▶ Task prompt: The entries must be restated exactly as written.

▶ Data listing:
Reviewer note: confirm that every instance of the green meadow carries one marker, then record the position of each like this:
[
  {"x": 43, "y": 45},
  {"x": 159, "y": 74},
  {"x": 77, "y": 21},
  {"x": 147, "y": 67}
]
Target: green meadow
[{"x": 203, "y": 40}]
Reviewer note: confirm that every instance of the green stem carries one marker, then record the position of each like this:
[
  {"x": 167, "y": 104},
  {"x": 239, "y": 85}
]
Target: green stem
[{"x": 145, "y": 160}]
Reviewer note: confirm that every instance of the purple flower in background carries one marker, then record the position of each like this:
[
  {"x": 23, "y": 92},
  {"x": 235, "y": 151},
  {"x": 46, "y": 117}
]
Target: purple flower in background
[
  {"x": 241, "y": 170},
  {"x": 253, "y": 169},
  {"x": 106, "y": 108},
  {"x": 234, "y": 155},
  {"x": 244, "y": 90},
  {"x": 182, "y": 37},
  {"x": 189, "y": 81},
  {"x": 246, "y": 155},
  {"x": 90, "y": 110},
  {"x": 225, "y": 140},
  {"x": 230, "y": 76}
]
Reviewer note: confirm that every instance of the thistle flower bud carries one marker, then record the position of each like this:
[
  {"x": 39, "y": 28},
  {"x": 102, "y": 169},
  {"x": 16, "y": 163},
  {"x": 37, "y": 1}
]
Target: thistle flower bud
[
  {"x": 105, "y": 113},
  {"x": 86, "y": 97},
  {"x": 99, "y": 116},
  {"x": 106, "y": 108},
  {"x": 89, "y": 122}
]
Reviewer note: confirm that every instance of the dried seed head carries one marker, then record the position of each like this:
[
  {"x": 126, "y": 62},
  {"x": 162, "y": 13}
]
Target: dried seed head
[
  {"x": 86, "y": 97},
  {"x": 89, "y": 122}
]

▶ Written answer:
Reviewer note: confirm that every instance of the green meadow carries one marker, then record the position of each like this:
[
  {"x": 43, "y": 45},
  {"x": 159, "y": 74},
  {"x": 77, "y": 21},
  {"x": 147, "y": 67}
]
Target: green meadow
[{"x": 203, "y": 40}]
Reviewer note: confirm that every instance of the green stem carries one marker, then record the position of each like this:
[
  {"x": 167, "y": 104},
  {"x": 239, "y": 85}
]
Target: green stem
[{"x": 145, "y": 160}]
Reviewer note: confirm that every instance of the purple flower in background carries one marker, then record the position of each like this:
[
  {"x": 23, "y": 92},
  {"x": 235, "y": 151},
  {"x": 46, "y": 117}
]
Target: purple flower in background
[
  {"x": 241, "y": 170},
  {"x": 253, "y": 169},
  {"x": 106, "y": 108},
  {"x": 234, "y": 155},
  {"x": 244, "y": 90},
  {"x": 182, "y": 37},
  {"x": 189, "y": 81},
  {"x": 246, "y": 155},
  {"x": 90, "y": 110},
  {"x": 225, "y": 140},
  {"x": 230, "y": 76}
]
Reviewer note: confirm that every instance of the thistle flower bud carries one marker, then record the position of each like this:
[
  {"x": 39, "y": 28},
  {"x": 102, "y": 169},
  {"x": 16, "y": 163},
  {"x": 37, "y": 1}
]
Target: thistle flower bud
[
  {"x": 105, "y": 113},
  {"x": 86, "y": 97},
  {"x": 99, "y": 116},
  {"x": 106, "y": 108},
  {"x": 89, "y": 122}
]
Reviewer note: confirm that every instance of the dried seed head carries one marker, then record the position of each like this:
[
  {"x": 126, "y": 62},
  {"x": 162, "y": 13}
]
Target: dried seed head
[
  {"x": 86, "y": 97},
  {"x": 89, "y": 122}
]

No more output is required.